_ABOUT THIS TASK_: The response must contain every line from the records below that has "dense".

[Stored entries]
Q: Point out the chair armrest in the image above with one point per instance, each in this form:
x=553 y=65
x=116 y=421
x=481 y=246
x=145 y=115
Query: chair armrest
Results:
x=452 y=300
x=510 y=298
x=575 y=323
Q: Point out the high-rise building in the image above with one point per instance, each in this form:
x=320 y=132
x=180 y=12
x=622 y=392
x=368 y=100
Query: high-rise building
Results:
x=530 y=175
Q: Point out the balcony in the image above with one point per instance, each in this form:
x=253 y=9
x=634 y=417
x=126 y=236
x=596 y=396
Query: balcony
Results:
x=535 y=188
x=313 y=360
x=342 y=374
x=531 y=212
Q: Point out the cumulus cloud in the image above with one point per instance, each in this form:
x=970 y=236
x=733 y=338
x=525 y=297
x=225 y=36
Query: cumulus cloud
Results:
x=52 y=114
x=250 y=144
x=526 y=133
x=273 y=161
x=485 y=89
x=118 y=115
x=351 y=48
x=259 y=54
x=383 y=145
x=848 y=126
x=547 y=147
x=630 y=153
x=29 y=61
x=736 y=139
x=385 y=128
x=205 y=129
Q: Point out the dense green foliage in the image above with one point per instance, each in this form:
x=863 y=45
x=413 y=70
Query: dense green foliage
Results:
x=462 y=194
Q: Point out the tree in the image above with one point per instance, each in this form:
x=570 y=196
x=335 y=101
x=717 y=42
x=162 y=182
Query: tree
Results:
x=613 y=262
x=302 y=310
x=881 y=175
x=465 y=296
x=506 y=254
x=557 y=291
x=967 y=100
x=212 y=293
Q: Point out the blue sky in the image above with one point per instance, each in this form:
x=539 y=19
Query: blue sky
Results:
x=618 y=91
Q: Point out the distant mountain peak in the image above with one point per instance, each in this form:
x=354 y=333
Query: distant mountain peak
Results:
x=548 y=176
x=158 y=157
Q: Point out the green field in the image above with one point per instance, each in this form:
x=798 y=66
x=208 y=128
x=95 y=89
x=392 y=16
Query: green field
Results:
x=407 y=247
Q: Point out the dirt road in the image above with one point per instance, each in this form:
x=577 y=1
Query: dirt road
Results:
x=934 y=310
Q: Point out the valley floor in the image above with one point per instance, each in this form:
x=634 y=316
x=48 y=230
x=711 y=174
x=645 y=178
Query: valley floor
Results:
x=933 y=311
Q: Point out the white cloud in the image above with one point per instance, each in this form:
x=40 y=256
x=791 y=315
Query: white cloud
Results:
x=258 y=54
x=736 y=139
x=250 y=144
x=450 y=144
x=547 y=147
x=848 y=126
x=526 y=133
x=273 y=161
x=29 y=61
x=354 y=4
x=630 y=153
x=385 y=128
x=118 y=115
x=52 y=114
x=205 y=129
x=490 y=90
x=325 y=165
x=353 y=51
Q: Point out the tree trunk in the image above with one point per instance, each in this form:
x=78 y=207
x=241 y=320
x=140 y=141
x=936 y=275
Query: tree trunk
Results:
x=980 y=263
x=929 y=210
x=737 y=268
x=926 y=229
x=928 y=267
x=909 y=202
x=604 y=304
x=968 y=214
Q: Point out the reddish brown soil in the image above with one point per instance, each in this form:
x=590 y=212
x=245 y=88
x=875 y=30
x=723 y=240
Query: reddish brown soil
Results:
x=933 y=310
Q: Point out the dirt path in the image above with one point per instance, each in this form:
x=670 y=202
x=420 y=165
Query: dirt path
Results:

_TASK ANSWER_:
Q: Point out the dense green foliage in the image above with one point per instance, each in this form:
Query: dense green foliage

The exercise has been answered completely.